== EXCERPTED PASSAGE ==

Benchmark This!

Latest Trends Impacting Marketing and Higher Education
from Director of UPCEA's Center for Research and Strategy, Jim Fong

The New Adult Learner: Lessons Learned from Reality Television

When reality television exploded into our culture two decades ago, I will admit that I was hooked on Survivor. I enjoyed the principles of competition, teamwork, manipulation and human behavior as they apply in life and in the workplace. It was also about intergenerational and diverse communication in a semi-survival situation (although we know that it was very voluntary and not truly life-threatening). I am NOT a fan of The Bachelor or The Bachelorette, although my Generation Z daughter loves the show, as do tens of millions worldwide. However, there are lessons to be learned from this genre of reality television…it’s the relationship style of Generation Z (those about 18 to 24 years of age) and young Millennials (those about 25 to 35 years of age).

===

→ **TASKS TO COMPLETE**
**A.** From the passage on reality television, reproduce the text word for word, starting at the words "The New Adult" and ending after "years of age).".
**B.** In the passage on reality television, what age range is given for young Millennials?

== EXCERPTED DATA ==

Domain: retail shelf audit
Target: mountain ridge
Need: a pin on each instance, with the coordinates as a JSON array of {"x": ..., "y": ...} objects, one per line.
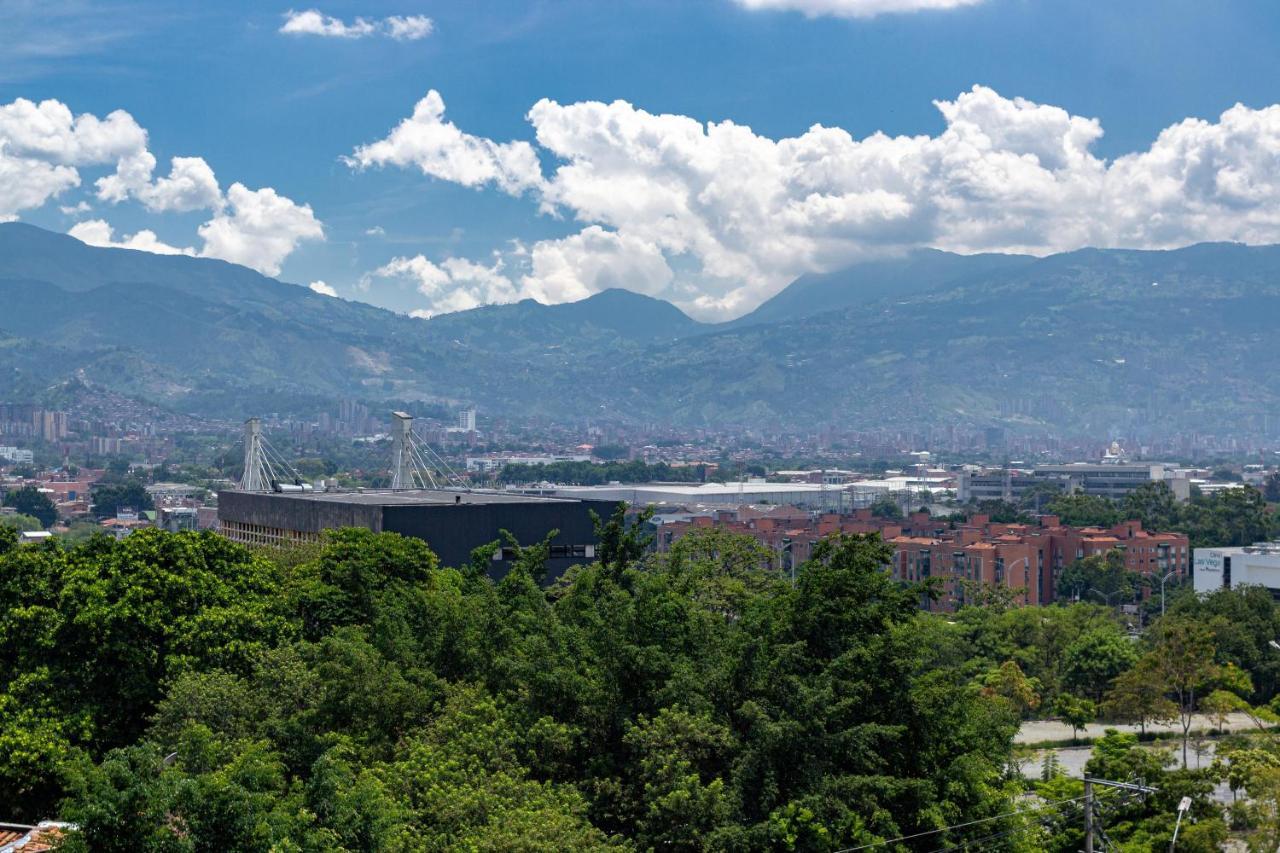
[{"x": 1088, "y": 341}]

===
== EXCERPTED DATA ==

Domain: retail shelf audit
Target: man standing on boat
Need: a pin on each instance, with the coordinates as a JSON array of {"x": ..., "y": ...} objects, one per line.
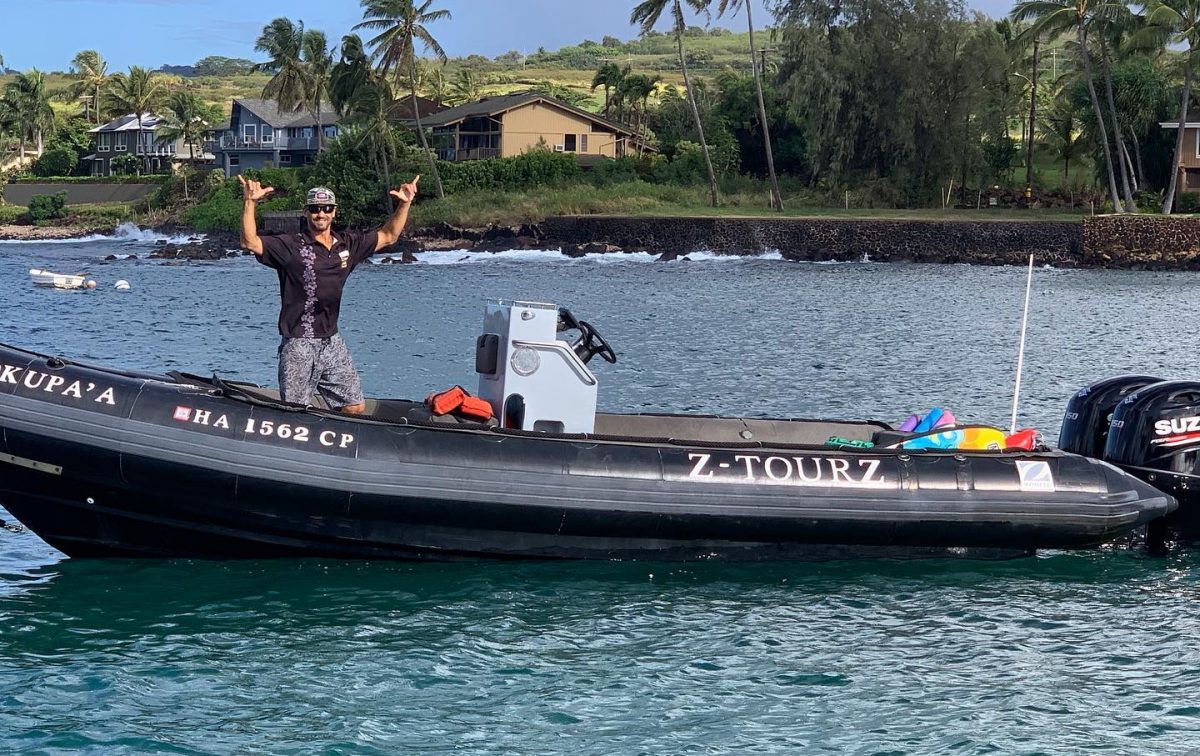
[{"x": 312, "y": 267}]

===
== EXCERPTED DATA ==

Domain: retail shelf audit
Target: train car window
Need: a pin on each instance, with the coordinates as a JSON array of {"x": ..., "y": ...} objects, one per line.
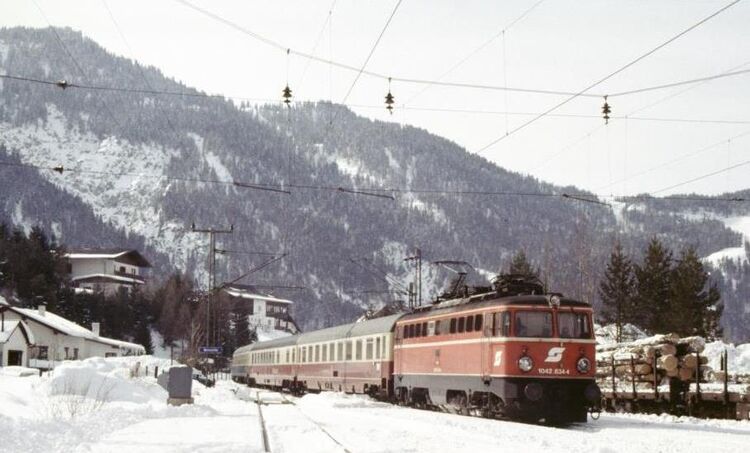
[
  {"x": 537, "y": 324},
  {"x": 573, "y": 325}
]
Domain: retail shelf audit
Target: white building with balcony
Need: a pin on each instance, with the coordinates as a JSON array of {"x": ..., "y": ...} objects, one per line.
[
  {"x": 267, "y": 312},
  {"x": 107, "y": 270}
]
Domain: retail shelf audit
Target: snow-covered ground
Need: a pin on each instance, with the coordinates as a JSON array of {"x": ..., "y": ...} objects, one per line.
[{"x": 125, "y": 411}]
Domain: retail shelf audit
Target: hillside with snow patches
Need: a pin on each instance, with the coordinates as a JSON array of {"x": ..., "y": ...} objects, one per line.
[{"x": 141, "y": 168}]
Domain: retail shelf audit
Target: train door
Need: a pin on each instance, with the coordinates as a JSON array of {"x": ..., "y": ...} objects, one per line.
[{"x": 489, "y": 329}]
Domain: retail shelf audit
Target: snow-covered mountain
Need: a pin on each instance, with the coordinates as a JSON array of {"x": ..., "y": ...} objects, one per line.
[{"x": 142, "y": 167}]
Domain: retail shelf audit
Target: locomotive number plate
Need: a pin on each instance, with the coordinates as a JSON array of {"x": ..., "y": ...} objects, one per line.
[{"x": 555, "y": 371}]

===

→ **SOLUTIONS TO THE PROBLEMS**
**A.**
The New Adult Learner: Lessons Learned from Reality Television

When reality television exploded into our culture two decades ago, I will admit that I was hooked on Survivor. I enjoyed the principles of competition, teamwork, manipulation and human behavior as they apply in life and in the workplace. It was also about intergenerational and diverse communication in a semi-survival situation (although we know that it was very voluntary and not truly life-threatening). I am NOT a fan of The Bachelor or The Bachelorette, although my Generation Z daughter loves the show, as do tens of millions worldwide. However, there are lessons to be learned from this genre of reality television…it’s the relationship style of Generation Z (those about 18 to 24 years of age) and young Millennials (those about 25 to 35 years of age).

**B.** About 25 to 35 years of age.